▶ WHAT YOU HAVE TO DO
Can you copy out every entry below, word for word, with nothing changed?
━━━━
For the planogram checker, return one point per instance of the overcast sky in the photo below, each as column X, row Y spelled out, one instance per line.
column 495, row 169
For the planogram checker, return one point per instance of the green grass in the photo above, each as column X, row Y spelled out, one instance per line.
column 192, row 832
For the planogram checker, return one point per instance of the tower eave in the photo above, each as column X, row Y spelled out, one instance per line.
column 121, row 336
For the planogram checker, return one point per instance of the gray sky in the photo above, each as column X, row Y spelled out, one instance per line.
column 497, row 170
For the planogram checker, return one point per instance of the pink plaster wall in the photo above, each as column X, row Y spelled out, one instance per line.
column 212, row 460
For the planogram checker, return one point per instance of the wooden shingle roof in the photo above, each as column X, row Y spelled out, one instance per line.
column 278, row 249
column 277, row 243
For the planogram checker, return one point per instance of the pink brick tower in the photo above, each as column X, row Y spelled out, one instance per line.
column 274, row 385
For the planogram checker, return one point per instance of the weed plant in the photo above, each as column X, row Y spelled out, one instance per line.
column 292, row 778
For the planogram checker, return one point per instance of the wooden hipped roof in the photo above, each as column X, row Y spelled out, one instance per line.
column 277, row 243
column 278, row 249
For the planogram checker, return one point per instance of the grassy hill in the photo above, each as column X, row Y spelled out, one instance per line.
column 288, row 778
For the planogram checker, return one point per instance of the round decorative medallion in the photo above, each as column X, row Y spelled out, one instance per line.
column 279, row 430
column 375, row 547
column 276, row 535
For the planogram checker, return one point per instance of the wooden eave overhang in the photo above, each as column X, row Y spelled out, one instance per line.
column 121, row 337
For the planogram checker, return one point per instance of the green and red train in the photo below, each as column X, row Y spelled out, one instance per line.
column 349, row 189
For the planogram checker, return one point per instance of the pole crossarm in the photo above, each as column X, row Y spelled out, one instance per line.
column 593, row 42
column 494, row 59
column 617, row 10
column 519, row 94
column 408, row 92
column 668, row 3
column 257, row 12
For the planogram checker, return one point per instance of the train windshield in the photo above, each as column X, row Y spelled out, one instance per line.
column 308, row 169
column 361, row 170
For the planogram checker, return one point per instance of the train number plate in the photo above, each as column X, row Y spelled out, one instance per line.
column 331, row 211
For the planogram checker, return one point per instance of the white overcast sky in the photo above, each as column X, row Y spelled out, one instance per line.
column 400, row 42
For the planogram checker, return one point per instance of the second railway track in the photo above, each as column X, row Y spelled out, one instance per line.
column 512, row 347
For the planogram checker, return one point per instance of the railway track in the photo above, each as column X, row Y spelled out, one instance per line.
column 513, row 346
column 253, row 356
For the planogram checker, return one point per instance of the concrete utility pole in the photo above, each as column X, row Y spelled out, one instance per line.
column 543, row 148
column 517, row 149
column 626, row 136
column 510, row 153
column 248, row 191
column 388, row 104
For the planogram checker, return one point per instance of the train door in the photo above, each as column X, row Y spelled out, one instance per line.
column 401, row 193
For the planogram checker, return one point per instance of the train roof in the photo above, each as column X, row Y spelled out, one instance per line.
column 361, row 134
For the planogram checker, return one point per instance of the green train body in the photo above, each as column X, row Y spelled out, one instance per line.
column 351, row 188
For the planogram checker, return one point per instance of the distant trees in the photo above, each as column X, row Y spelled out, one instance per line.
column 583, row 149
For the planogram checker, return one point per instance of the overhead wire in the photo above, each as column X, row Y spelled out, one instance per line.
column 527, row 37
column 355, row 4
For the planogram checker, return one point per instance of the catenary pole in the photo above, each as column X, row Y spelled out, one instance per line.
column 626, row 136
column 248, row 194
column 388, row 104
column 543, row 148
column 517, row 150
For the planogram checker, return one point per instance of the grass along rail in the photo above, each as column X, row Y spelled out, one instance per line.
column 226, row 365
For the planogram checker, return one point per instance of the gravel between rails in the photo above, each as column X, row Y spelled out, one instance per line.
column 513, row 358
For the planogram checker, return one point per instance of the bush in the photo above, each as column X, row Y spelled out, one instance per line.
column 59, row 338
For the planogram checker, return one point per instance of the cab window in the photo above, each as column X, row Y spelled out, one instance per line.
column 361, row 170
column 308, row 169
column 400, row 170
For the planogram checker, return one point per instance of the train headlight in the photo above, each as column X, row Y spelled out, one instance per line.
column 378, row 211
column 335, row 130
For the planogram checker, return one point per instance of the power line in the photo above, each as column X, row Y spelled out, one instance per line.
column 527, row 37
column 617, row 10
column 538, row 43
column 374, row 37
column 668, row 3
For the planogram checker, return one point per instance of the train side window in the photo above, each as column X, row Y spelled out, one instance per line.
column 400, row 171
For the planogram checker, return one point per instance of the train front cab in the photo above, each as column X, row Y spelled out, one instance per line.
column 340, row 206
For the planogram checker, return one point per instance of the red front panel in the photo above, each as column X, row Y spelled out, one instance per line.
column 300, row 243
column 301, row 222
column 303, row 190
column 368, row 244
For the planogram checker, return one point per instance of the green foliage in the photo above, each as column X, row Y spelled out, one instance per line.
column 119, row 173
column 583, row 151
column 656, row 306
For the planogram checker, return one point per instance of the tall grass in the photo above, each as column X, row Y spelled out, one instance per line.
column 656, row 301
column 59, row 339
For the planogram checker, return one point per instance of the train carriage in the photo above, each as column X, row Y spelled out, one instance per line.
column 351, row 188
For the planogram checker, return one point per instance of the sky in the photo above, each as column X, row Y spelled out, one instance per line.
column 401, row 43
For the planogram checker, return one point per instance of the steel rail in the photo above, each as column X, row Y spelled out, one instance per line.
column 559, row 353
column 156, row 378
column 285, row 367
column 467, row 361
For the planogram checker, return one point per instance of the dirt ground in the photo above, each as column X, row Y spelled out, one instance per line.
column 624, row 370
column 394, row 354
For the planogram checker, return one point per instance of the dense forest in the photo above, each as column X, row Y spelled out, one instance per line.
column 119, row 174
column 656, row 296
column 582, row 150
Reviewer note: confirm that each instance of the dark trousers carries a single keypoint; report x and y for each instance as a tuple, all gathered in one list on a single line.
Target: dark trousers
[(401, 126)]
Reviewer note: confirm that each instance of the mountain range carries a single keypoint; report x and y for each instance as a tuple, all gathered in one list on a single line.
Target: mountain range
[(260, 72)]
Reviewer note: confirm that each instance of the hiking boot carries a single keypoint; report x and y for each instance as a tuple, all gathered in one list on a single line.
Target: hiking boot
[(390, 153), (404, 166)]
━━━━
▶ OUTPUT FOR THIS TASK
For the planogram checker, return one point per instance of the overcast sky in the photo below, each as column X, row Y spelled out, one instance per line.
column 495, row 169
For the planogram checker, return one point per instance of the green grass in the photo above, each as column X, row Y spelled out, one instance per line.
column 192, row 832
For the planogram checker, return one point per instance of the tower eave in the photo above, each as column X, row Y spelled out, one instance per line.
column 121, row 336
For the planogram checker, return one point per instance of the gray sky in the photo above, each as column X, row Y spelled out, one instance per line.
column 497, row 170
For the planogram checker, return one point per instance of the pink plaster wall in the photo above, each as column X, row Y spelled out, one instance per line.
column 212, row 460
For the planogram checker, return one point per instance of the wooden shingle roof in the photo above, each as column X, row Y spelled out, one instance per line.
column 278, row 249
column 277, row 243
For the planogram checker, return one point per instance of the pink brick tower in the photo above, each as column X, row Y spelled out, one instance per line.
column 274, row 385
For the planogram checker, return one point per instance of the weed plant in the photo above, each as column X, row Y spelled out, one instance per line.
column 292, row 778
For the planogram checker, return one point per instance of the wooden hipped roof in the photo above, each as column X, row Y spelled out, one instance per line.
column 277, row 243
column 278, row 249
For the planogram checker, return one point per instance of the grassy hill in the photo above, each as column X, row Y spelled out, one instance per line.
column 288, row 778
For the planogram checker, return one point per instance of the round decorative medallion in the photo above, each as column X, row Y spelled out, one instance per line.
column 279, row 430
column 375, row 547
column 276, row 535
For the planogram checker, return one point per instance of the wooden eave overhang in the photo above, each as column X, row Y spelled out, one instance per line.
column 121, row 337
For the planogram checker, return one point per instance of the green and red train in the photo below, each as column X, row Y spelled out, one instance per line.
column 349, row 189
For the planogram checker, return one point per instance of the pole crossarm in the photo above, each as column X, row Y spelled out, one instance per line.
column 593, row 42
column 494, row 59
column 617, row 10
column 519, row 94
column 408, row 92
column 668, row 3
column 257, row 12
For the planogram checker, return one point per instance of the train windshield in the photo above, each as column X, row Y spelled out, one instance per line.
column 308, row 169
column 361, row 170
For the planogram checker, return one point per instance of the train number plate in the photo above, each as column X, row Y spelled out, one instance per line.
column 331, row 211
For the planogram checker, return one point per instance of the white overcast sky in the photo above, each as column X, row Y spelled out, one instance per line.
column 400, row 42
For the planogram checker, return one point per instance of the second railway track in the photo above, each as column X, row Y spelled out, one instance per line.
column 512, row 347
For the planogram checker, return one point per instance of the railway track in the photo above, each as column X, row Y spelled out, one instance per line.
column 513, row 346
column 253, row 356
For the planogram checker, return one point per instance of the concrete utility pole in the photo above, each as column X, row Y spelled out, one instance per line.
column 543, row 148
column 517, row 149
column 626, row 136
column 510, row 153
column 248, row 191
column 388, row 104
For the planogram checker, return one point per instance of the train door in the photo above, each as column X, row Y spelled out, one instance per line.
column 401, row 193
For the planogram checker, return one point per instance of the train roof in the photo above, each as column X, row Y spelled out, one instance per line.
column 361, row 134
For the planogram checker, return one point per instance of the green train body in the photo above, each as column X, row Y spelled out, one instance per line.
column 351, row 188
For the planogram checker, return one point per instance of the distant trees in the photo above, each as column X, row Y spelled out, one instance per line.
column 583, row 149
For the planogram checker, return one point per instance of the overhead wire in the photo above, each as column X, row Y spelled out, one instance per line.
column 527, row 37
column 355, row 4
For the planogram checker, return one point per instance of the catenary pole in the photo above, each as column X, row Y spelled out, one instance per line.
column 626, row 136
column 248, row 194
column 388, row 104
column 543, row 148
column 517, row 150
For the planogram checker, return one point per instance of the grass along rail in the photo above, each as column X, row Y spelled out, one instance per line.
column 226, row 365
For the planogram checker, return one point per instance of the gravel between rails in the photo above, each as column X, row Y spelled out, one instance per line.
column 513, row 358
For the planogram checker, return one point per instance of the bush in the photo above, each as column X, row Y spelled out, one instance per line.
column 59, row 338
For the planogram checker, return one point per instance of the cab window in the photo above, each as column X, row Y spelled out, one instance per line.
column 361, row 170
column 308, row 169
column 400, row 170
For the planogram checker, return one point per instance of the train headlight in the photo above, each as column X, row Y spelled out, one instance per line.
column 378, row 211
column 335, row 130
For the planogram checker, return one point per instance of the power line in the photo above, each as column X, row Y spelled out, one instance per line.
column 527, row 37
column 617, row 10
column 538, row 43
column 374, row 37
column 668, row 3
For the planogram checker, return one point per instance of the train side window in the photo above, each as column X, row Y spelled out, one instance per line.
column 400, row 171
For the planogram checker, return one point per instance of the train front cab in the photo above, each as column X, row Y spelled out, one instance per line.
column 340, row 206
For the planogram checker, return one point per instance of the red front panel in the photo above, each as column X, row Y spelled out, one instance per line.
column 300, row 243
column 301, row 222
column 303, row 190
column 368, row 244
For the planogram checker, return one point per instance of the green foliage in the photo above, each as column X, row Y spelled out, one instance per line.
column 119, row 173
column 583, row 151
column 656, row 306
For the planogram checker, return one point per instance of the tall grass in the photo above, each as column X, row Y spelled out, one instance per line.
column 656, row 301
column 59, row 339
For the planogram checker, return one point per instance of the train carriage in the photo above, each as column X, row Y spelled out, one instance per line.
column 351, row 188
For the planogram checker, return one point per instance of the sky in the photo above, each as column X, row Y spelled out, one instance per line.
column 401, row 43
For the planogram checker, return one point per instance of the steel rail in the photo above, each as column X, row Y spelled out, one instance per line.
column 559, row 353
column 156, row 378
column 285, row 367
column 467, row 361
For the planogram checker, return one point per instance of the dirt ground in the photo above, each as column X, row Y spelled out, one instance per line.
column 624, row 370
column 394, row 354
For the planogram checker, return one point per instance of the dense forest in the photo above, each as column X, row Y spelled out, one instance per line.
column 119, row 174
column 656, row 296
column 582, row 150
Reviewer note: confirm that each instance of the dark trousers carries a single keypoint; report x and y for each instance as a tuple, all gathered in one list on a single line.
Target: dark trousers
[(401, 126)]
Reviewer note: confirm that each instance of the mountain range carries a single keypoint; report x and y for each instance as a tuple, all gathered in one list on a single line.
Target: mountain range
[(260, 72)]
Reviewer note: confirm that each instance of the hiking boot carries a single keypoint; report x and y for each instance as a tuple, all gathered in one list on a single line.
Target: hiking boot
[(390, 153), (404, 166)]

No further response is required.